Copy out each line in the records below that contains the word "outline". Case counts, so only lines with that exact capitalization qualify.
□ □ □
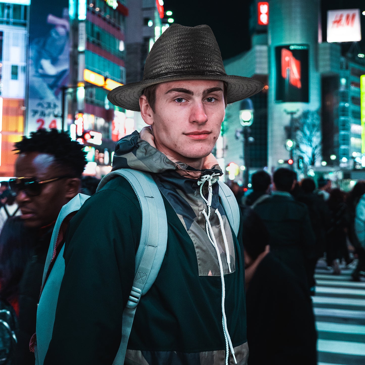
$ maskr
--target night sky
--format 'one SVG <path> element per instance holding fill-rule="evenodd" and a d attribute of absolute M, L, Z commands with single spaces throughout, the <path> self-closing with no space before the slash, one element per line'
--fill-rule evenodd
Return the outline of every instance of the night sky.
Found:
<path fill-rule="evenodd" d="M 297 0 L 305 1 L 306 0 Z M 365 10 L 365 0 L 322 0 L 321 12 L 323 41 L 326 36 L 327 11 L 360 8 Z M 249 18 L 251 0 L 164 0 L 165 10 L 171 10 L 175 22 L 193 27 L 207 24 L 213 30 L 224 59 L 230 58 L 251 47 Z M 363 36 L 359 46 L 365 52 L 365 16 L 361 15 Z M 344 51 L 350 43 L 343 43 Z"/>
□ □ □
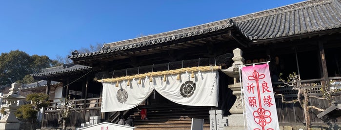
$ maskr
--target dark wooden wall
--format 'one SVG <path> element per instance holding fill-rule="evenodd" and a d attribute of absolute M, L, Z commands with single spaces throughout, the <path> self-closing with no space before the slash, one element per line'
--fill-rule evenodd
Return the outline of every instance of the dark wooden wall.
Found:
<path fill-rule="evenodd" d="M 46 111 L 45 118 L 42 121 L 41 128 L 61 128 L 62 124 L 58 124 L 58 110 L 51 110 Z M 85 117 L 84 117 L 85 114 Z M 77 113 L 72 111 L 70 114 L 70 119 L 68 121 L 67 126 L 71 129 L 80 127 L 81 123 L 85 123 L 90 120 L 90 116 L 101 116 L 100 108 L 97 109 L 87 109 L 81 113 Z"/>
□ □ □
**WORKED ANSWER**
Return the outline of every instance of the night sky.
Return the outline of every instance of the dark wooden wall.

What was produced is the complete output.